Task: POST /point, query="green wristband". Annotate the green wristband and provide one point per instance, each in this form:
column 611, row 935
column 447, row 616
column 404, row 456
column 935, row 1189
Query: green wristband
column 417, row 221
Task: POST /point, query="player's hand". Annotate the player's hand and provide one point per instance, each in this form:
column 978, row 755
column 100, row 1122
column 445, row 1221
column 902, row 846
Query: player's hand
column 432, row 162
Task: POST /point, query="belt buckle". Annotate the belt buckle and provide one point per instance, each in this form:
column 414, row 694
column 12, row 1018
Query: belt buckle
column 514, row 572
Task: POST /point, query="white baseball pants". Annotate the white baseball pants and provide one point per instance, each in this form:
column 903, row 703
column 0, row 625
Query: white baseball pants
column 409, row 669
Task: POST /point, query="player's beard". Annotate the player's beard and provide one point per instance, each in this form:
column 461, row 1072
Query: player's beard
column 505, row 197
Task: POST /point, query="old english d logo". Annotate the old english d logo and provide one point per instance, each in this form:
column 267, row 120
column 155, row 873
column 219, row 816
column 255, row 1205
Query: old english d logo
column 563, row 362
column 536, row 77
━━━━━━━━
=== Work item ===
The records are to be retyped exactly. No line may be skipped.

=== Output ===
Task: POST /point, query="green wristband". Annotate the green wristband and provide one point per instance, each in this form:
column 611, row 935
column 447, row 616
column 404, row 456
column 935, row 1189
Query: green wristband
column 417, row 221
Task: POST /point, query="player's hand". Annotate the player's hand and provide one point per instance, each in this form:
column 978, row 755
column 100, row 1122
column 445, row 1221
column 902, row 846
Query: player's hand
column 432, row 162
Task: POST /point, query="belt buckle". Annotate the belt buckle and provide one point per instance, each in this form:
column 414, row 694
column 12, row 1018
Query: belt buckle
column 514, row 572
Task: POST /point, query="white baseball pants". Annotate the white baseball pants and provide one point per instance, each in this form:
column 903, row 703
column 0, row 625
Query: white baseball pants
column 409, row 669
Task: POST /point, query="player's beard". Annotate the player's beard and provide one point per instance, each in this form:
column 461, row 1072
Query: player's beard
column 505, row 197
Task: POST /point, query="old english d logo". Annotate the old english d logo and provide one point per instance, each in this form:
column 267, row 120
column 155, row 873
column 219, row 816
column 255, row 1205
Query: old english d logo
column 563, row 362
column 536, row 77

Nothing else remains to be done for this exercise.